> [本文]

+--

臨床心理士になるには、4年制大学を卒業後(学部はどこでも可)、公益財団法人日本臨床心理士資格認定協会の定める臨床心理士指定大学院(1種、2種)、あるいは臨床心理士専門職大学院に入学・修了後、臨床心理士資格試験に合格すると、翌年には臨床心理士資格が与えられます。医師免許取得者なども受験可能です。
専門学校卒や短大卒、高卒の場合、臨床心理士になるには、まず大学に入学するか、大学3年次編入を利用するか、あるいは各指定大学院に問い合わせて「4年制大学卒業程度」と認めてもらわなければなりません。大学院によって科目の名前はさまざまですが、公認心理師と同様に基礎的な科目や基本的な理論、職域に関する科目などを学びます。公認心理師よりも、より臨床(実際の診察)について深く学び、研究法なども履修科目に含まれている場合が多いです。

+--

[点の位置特定データ]
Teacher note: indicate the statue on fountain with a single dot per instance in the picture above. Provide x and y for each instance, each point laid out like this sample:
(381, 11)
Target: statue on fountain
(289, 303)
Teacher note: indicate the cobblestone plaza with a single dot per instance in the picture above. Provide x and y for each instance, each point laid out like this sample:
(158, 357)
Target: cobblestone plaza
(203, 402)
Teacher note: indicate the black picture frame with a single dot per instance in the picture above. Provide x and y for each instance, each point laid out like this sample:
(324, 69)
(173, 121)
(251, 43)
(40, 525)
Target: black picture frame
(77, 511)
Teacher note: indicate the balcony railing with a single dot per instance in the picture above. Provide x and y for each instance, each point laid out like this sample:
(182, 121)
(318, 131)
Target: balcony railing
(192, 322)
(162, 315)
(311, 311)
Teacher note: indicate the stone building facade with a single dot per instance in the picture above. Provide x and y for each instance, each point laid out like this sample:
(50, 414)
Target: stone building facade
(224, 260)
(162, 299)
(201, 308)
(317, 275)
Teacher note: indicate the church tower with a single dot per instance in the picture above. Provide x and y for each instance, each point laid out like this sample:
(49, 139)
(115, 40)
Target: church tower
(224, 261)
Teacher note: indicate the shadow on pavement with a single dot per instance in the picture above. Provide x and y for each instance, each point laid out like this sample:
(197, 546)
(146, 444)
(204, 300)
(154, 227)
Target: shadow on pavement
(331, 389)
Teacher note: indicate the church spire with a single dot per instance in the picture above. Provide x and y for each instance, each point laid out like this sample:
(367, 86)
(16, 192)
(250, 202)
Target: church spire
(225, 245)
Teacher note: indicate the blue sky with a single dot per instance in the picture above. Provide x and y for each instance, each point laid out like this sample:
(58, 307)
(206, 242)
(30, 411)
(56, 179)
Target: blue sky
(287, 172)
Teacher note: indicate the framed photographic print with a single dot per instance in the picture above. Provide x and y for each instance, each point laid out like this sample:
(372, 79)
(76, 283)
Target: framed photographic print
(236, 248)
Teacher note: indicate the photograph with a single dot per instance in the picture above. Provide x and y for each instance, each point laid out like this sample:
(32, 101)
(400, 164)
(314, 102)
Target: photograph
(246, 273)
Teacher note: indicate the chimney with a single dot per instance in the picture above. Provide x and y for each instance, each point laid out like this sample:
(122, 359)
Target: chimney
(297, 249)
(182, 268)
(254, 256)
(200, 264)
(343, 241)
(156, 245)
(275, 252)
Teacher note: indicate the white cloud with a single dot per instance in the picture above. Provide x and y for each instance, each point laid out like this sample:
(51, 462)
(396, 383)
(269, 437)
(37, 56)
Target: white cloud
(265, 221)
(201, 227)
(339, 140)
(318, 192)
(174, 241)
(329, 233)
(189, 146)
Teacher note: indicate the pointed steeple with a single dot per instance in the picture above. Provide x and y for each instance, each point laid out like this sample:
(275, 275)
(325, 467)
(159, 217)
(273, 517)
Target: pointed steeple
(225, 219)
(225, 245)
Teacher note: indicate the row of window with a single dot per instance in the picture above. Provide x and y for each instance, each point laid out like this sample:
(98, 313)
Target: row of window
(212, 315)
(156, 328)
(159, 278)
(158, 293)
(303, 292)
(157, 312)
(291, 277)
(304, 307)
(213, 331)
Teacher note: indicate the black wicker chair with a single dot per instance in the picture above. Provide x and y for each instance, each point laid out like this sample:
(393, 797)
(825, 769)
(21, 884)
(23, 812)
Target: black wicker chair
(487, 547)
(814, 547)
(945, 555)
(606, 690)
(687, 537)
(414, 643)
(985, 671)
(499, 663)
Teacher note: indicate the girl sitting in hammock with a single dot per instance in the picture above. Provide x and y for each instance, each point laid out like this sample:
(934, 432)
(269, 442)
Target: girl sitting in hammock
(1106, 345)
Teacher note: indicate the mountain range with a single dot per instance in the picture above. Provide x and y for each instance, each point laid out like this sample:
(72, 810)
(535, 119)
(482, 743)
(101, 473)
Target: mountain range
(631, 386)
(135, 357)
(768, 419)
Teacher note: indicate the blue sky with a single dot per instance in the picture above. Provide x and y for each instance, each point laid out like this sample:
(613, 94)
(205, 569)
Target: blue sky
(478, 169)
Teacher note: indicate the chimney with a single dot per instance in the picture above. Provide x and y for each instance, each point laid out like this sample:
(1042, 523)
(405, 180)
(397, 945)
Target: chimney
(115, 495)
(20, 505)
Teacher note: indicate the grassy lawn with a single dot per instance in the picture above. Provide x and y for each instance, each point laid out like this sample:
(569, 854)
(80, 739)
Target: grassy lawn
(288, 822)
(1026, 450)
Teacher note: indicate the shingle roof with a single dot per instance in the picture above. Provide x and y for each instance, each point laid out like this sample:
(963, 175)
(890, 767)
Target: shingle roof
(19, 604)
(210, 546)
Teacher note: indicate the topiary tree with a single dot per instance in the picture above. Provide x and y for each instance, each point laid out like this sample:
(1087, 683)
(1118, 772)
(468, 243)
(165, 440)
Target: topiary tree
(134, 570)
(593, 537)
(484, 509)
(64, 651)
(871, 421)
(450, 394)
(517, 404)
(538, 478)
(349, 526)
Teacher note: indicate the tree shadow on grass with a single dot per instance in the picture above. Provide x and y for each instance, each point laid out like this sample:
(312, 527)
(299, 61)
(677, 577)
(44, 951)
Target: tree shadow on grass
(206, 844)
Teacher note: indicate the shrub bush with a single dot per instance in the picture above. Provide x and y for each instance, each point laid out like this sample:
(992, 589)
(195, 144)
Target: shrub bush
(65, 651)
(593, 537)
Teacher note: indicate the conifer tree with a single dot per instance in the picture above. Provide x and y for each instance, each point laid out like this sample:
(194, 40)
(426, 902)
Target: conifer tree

+--

臨床心理士の資格取得に関する本文の「臨床心理士になるには、4年制」から「含まれている場合が多いです。」までを、「翌年」を「同年」に置き換えて書き写しなさい。 記録は本文とは別個の資料です。

臨床心理士になるには、4年制大学を卒業後(学部はどこでも可)、公益財団法人日本臨床心理士資格認定協会の定める臨床心理士指定大学院(1種、2種)、あるいは臨床心理士専門職大学院に入学・修了後、臨床心理士資格試験に合格すると、同年には臨床心理士資格が与えられます。医師免許取得者なども受験可能です。
専門学校卒や短大卒、高卒の場合、臨床心理士になるには、まず大学に入学するか、大学3年次編入を利用するか、あるいは各指定大学院に問い合わせて「4年制大学卒業程度」と認めてもらわなければなりません。大学院によって科目の名前はさまざまですが、公認心理師と同様に基礎的な科目や基本的な理論、職域に関する科目などを学びます。公認心理師よりも、より臨床(実際の診察)について深く学び、研究法なども履修科目に含まれている場合が多いです。